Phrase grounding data

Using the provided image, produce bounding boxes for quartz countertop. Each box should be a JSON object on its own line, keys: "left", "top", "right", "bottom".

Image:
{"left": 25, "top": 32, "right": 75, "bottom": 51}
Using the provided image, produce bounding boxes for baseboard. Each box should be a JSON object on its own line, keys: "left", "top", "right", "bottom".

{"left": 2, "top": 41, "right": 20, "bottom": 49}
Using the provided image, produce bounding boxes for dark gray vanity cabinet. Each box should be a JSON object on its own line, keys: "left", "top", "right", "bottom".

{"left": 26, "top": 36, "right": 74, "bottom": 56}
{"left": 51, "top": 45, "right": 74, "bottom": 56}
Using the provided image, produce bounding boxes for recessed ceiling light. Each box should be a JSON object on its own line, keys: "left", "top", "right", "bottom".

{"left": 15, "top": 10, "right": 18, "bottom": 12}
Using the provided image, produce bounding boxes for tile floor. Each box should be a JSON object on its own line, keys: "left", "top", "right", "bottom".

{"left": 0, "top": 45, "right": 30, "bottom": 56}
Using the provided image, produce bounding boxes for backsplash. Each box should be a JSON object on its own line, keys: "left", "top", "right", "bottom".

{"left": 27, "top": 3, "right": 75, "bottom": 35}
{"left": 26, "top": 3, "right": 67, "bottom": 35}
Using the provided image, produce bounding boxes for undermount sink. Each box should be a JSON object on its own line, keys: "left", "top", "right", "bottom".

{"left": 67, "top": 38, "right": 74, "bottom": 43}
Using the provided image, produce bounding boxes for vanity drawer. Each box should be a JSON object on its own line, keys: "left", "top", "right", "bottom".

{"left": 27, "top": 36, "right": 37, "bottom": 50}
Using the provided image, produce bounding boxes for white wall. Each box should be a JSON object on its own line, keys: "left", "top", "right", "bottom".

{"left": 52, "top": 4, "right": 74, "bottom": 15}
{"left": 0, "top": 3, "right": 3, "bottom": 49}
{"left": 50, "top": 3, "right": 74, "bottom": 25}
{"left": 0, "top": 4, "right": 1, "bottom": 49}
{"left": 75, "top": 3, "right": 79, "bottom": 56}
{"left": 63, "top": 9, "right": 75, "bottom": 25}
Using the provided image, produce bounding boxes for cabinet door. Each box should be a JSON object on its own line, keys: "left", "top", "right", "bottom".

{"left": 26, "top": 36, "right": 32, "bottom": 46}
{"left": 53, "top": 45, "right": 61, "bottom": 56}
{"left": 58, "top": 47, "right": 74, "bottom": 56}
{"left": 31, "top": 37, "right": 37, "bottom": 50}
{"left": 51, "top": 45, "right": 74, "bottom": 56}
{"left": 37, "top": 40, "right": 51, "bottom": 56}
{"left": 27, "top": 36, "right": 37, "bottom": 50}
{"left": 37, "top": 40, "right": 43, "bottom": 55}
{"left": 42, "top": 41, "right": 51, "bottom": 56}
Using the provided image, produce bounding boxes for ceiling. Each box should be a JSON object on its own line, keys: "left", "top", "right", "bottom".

● TASK INSTRUCTIONS
Return exactly the lines in the records above, beginning with the one that holds "Using the provided image, produce bounding boxes for cabinet" and ending with the last.

● REPLY TO THE EXERCISE
Using the provided image, produce bounding boxes for cabinet door. Each box should be a JSON object on its own line, keys: "left", "top", "right", "bottom".

{"left": 26, "top": 36, "right": 32, "bottom": 46}
{"left": 53, "top": 45, "right": 61, "bottom": 56}
{"left": 58, "top": 47, "right": 74, "bottom": 56}
{"left": 31, "top": 37, "right": 37, "bottom": 50}
{"left": 51, "top": 45, "right": 74, "bottom": 56}
{"left": 37, "top": 40, "right": 51, "bottom": 56}
{"left": 27, "top": 36, "right": 37, "bottom": 50}
{"left": 37, "top": 40, "right": 43, "bottom": 55}
{"left": 42, "top": 41, "right": 51, "bottom": 56}
Using the provided image, produce bounding boxes for ceiling. Each box should be a JSON object on its own line, keys: "left", "top", "right", "bottom".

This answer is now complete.